### WRITTEN EXERCISE
Repeat word for word the line with "TARGET: crystal chandelier" and every line after it until the records below run out.

### INPUT DATA
--- --- ---

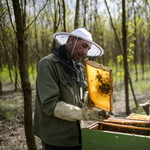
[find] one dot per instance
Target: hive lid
(100, 87)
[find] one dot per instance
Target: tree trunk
(142, 52)
(25, 83)
(76, 24)
(125, 57)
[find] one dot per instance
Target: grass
(5, 78)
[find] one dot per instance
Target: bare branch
(36, 17)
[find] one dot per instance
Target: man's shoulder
(50, 58)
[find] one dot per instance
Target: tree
(76, 23)
(124, 43)
(25, 83)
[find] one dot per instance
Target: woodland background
(121, 27)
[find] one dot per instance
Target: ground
(12, 135)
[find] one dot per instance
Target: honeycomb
(100, 87)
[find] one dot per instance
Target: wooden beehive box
(117, 134)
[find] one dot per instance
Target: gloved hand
(73, 113)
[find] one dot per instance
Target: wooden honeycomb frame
(100, 81)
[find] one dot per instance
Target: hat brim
(62, 37)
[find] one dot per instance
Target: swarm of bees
(105, 87)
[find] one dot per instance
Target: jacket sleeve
(47, 86)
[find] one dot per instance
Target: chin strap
(74, 47)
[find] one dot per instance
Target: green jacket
(57, 82)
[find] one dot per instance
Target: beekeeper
(59, 92)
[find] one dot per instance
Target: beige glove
(73, 113)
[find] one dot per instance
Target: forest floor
(12, 135)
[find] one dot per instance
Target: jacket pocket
(66, 91)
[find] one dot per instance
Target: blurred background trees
(122, 28)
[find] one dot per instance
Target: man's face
(81, 48)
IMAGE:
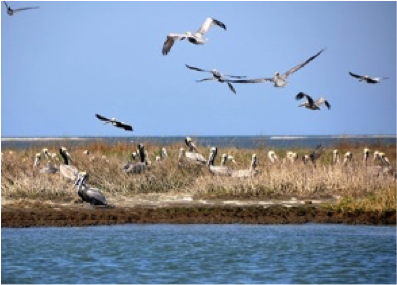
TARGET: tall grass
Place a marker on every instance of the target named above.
(105, 167)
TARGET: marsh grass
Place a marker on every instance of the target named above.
(105, 167)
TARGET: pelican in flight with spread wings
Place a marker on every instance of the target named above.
(279, 80)
(216, 75)
(11, 12)
(366, 78)
(310, 104)
(115, 123)
(197, 38)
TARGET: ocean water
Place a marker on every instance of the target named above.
(197, 254)
(247, 142)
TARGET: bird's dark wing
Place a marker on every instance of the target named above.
(101, 117)
(299, 66)
(197, 69)
(231, 87)
(356, 76)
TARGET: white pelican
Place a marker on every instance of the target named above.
(11, 12)
(277, 79)
(89, 195)
(217, 170)
(216, 75)
(67, 170)
(310, 104)
(196, 38)
(366, 78)
(115, 123)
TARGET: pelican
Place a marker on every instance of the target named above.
(115, 123)
(335, 157)
(277, 79)
(196, 38)
(216, 75)
(225, 158)
(67, 170)
(271, 155)
(11, 12)
(37, 160)
(368, 79)
(310, 104)
(252, 171)
(89, 195)
(347, 157)
(217, 170)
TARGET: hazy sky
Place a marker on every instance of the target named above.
(67, 61)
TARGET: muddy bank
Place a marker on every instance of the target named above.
(41, 215)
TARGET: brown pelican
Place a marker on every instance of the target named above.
(335, 157)
(252, 171)
(217, 76)
(271, 155)
(196, 38)
(11, 12)
(217, 170)
(89, 195)
(310, 104)
(67, 170)
(115, 123)
(277, 79)
(366, 78)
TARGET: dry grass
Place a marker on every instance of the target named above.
(20, 180)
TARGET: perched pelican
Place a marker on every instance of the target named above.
(67, 170)
(272, 157)
(89, 195)
(347, 157)
(366, 78)
(335, 157)
(115, 123)
(366, 155)
(252, 171)
(217, 170)
(226, 157)
(196, 38)
(310, 104)
(37, 160)
(277, 79)
(11, 12)
(217, 76)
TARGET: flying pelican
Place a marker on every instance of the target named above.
(335, 157)
(89, 195)
(310, 104)
(277, 79)
(196, 38)
(366, 78)
(217, 170)
(216, 75)
(272, 157)
(67, 170)
(11, 12)
(115, 123)
(252, 171)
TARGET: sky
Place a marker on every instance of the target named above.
(67, 61)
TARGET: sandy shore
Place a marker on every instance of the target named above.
(183, 210)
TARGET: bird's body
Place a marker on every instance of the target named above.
(197, 38)
(217, 76)
(310, 103)
(279, 80)
(115, 122)
(368, 79)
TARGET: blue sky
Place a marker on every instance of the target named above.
(67, 61)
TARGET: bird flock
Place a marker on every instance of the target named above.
(192, 155)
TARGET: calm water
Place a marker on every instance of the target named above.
(196, 254)
(247, 142)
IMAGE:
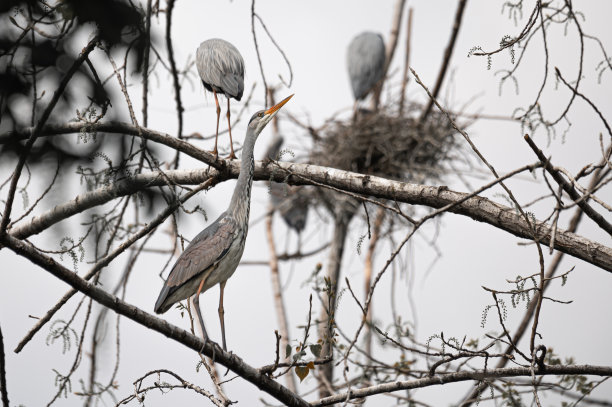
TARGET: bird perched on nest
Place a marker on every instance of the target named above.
(366, 63)
(221, 69)
(213, 255)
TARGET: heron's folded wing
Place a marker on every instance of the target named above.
(204, 251)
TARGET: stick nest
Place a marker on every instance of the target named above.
(388, 145)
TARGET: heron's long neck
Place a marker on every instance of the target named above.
(241, 199)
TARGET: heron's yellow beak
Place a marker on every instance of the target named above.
(275, 108)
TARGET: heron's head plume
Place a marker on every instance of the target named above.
(261, 118)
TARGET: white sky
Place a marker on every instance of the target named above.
(314, 35)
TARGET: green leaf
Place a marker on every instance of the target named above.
(302, 372)
(316, 350)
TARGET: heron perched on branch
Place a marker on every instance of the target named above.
(366, 63)
(213, 255)
(221, 69)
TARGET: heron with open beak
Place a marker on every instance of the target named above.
(213, 255)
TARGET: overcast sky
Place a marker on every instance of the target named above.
(314, 35)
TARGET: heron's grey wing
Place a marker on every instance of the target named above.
(206, 249)
(221, 66)
(366, 62)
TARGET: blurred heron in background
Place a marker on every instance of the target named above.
(213, 255)
(366, 63)
(221, 69)
(291, 201)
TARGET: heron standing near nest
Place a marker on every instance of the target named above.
(291, 201)
(366, 63)
(213, 255)
(221, 69)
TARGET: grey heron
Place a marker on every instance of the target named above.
(366, 63)
(221, 69)
(213, 255)
(291, 201)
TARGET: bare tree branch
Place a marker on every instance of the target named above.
(229, 360)
(480, 375)
(478, 208)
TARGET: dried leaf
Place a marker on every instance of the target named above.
(302, 372)
(287, 351)
(316, 350)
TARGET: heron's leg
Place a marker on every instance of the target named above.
(215, 152)
(229, 126)
(196, 304)
(221, 314)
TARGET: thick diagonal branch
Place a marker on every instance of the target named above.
(229, 360)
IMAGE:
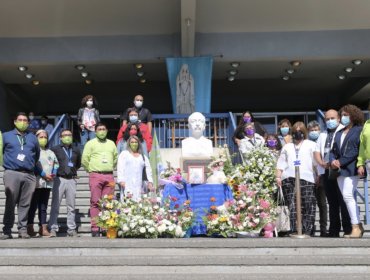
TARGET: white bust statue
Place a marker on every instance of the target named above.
(196, 145)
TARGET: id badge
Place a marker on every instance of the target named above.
(21, 157)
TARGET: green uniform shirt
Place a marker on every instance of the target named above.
(364, 153)
(99, 156)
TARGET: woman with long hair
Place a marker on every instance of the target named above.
(343, 157)
(133, 170)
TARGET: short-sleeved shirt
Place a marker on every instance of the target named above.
(144, 115)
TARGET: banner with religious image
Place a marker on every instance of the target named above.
(190, 82)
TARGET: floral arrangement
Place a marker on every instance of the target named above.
(222, 162)
(171, 175)
(252, 208)
(177, 221)
(146, 218)
(109, 215)
(218, 221)
(258, 172)
(137, 217)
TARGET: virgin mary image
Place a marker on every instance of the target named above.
(185, 99)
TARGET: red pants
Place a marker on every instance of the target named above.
(100, 185)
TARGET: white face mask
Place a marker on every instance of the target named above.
(138, 104)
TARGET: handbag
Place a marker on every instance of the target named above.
(333, 173)
(283, 219)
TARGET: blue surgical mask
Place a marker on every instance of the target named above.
(313, 135)
(284, 130)
(133, 119)
(345, 120)
(331, 124)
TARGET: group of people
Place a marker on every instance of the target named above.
(33, 170)
(331, 161)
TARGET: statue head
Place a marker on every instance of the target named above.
(197, 124)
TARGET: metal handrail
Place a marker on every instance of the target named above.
(365, 199)
(61, 124)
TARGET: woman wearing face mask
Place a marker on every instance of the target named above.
(133, 116)
(247, 117)
(343, 157)
(314, 130)
(298, 153)
(284, 131)
(131, 130)
(44, 184)
(251, 139)
(273, 144)
(130, 166)
(87, 118)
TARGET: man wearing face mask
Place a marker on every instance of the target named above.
(338, 213)
(99, 158)
(46, 126)
(144, 115)
(313, 134)
(21, 154)
(133, 116)
(69, 158)
(34, 124)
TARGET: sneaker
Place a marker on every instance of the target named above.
(24, 235)
(5, 236)
(72, 233)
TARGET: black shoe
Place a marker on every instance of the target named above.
(333, 235)
(6, 236)
(24, 235)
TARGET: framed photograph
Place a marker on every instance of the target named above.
(196, 174)
(186, 162)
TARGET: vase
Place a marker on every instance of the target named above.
(247, 234)
(112, 233)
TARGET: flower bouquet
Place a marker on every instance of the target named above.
(173, 176)
(109, 215)
(176, 222)
(137, 217)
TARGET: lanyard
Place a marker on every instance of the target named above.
(297, 150)
(21, 141)
(68, 154)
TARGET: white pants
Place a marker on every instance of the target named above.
(348, 186)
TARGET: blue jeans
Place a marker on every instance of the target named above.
(86, 135)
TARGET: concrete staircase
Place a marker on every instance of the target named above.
(83, 202)
(195, 258)
(82, 206)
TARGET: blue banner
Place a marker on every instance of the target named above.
(190, 82)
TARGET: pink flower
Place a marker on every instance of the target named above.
(269, 227)
(129, 195)
(264, 204)
(268, 234)
(264, 215)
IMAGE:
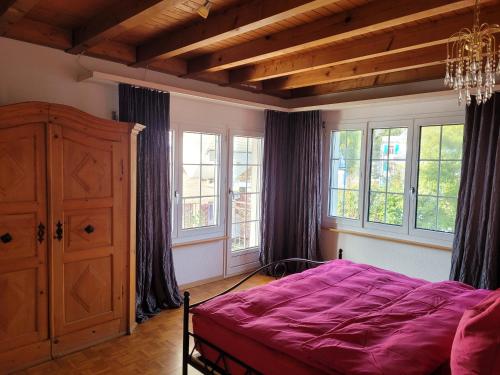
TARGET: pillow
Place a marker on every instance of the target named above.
(476, 347)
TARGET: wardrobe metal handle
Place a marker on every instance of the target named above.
(6, 238)
(59, 231)
(89, 229)
(41, 232)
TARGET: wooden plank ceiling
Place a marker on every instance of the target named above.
(287, 48)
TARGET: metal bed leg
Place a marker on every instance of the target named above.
(185, 335)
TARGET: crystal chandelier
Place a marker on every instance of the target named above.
(473, 61)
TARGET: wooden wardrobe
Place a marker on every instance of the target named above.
(67, 235)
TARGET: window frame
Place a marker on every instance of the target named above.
(337, 221)
(181, 235)
(240, 254)
(418, 124)
(387, 124)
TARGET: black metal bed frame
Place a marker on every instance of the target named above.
(220, 366)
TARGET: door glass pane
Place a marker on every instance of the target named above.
(439, 170)
(246, 187)
(387, 176)
(200, 179)
(345, 174)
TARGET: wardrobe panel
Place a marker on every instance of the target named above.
(87, 195)
(23, 240)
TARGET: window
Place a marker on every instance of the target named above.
(404, 179)
(439, 166)
(345, 163)
(246, 192)
(387, 176)
(200, 180)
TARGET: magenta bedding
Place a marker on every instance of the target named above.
(350, 318)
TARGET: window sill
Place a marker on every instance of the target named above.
(406, 241)
(198, 242)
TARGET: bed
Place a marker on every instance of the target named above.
(337, 318)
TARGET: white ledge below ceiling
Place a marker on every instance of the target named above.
(403, 93)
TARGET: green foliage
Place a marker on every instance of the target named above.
(439, 177)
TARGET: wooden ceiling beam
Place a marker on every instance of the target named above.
(246, 17)
(120, 17)
(51, 36)
(12, 11)
(372, 17)
(414, 75)
(407, 39)
(428, 56)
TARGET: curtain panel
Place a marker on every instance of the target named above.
(476, 247)
(157, 287)
(292, 186)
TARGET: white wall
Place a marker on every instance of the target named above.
(34, 73)
(417, 261)
(29, 72)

--- --- ---

### REPLY
TARGET: crystal chandelier
Place a marker on every instance of the target named above.
(473, 61)
TARGET: wooden wardrobe
Place a marker on every instance of the target named above.
(67, 235)
TARGET: window frame
Place a marker on every instance of the target named above.
(337, 221)
(181, 235)
(240, 254)
(418, 124)
(387, 124)
TARGET: black metal bed frame
Place a marker on every instance of the target named above.
(220, 366)
TARGET: door glass pane
Place a marker on every instance of the target named above.
(439, 170)
(246, 187)
(387, 176)
(200, 179)
(345, 174)
TARGET: wardrobe panel
Place a marker on every instance of the target named above.
(87, 195)
(23, 240)
TARGET: window
Place a marker on every instance of the target named above.
(404, 179)
(439, 166)
(345, 163)
(246, 192)
(387, 176)
(200, 180)
TARGET: magenta bedding
Place a marker on every instance of the target named above.
(350, 318)
TARGET: window sill
Place a marker on every instance of the target named above.
(406, 241)
(198, 242)
TARGET: bed
Place a marker on every instance of the target named above.
(337, 318)
TARGET: white ledge below ceiling
Place a marker on every instance of the target named above.
(403, 93)
TARGET: green foliage
Place a marker on every instance of the target named above.
(439, 177)
TARGET: wooden ceiling beam
Place a marker on every instance of the target named above.
(246, 17)
(120, 17)
(51, 36)
(12, 11)
(372, 17)
(414, 75)
(407, 39)
(428, 56)
TARGET: curtain panel
Place a marker on every instance of the target named above.
(476, 247)
(157, 287)
(292, 186)
TARGET: white wall
Place a marker on every instance of the target named above.
(34, 73)
(417, 261)
(29, 72)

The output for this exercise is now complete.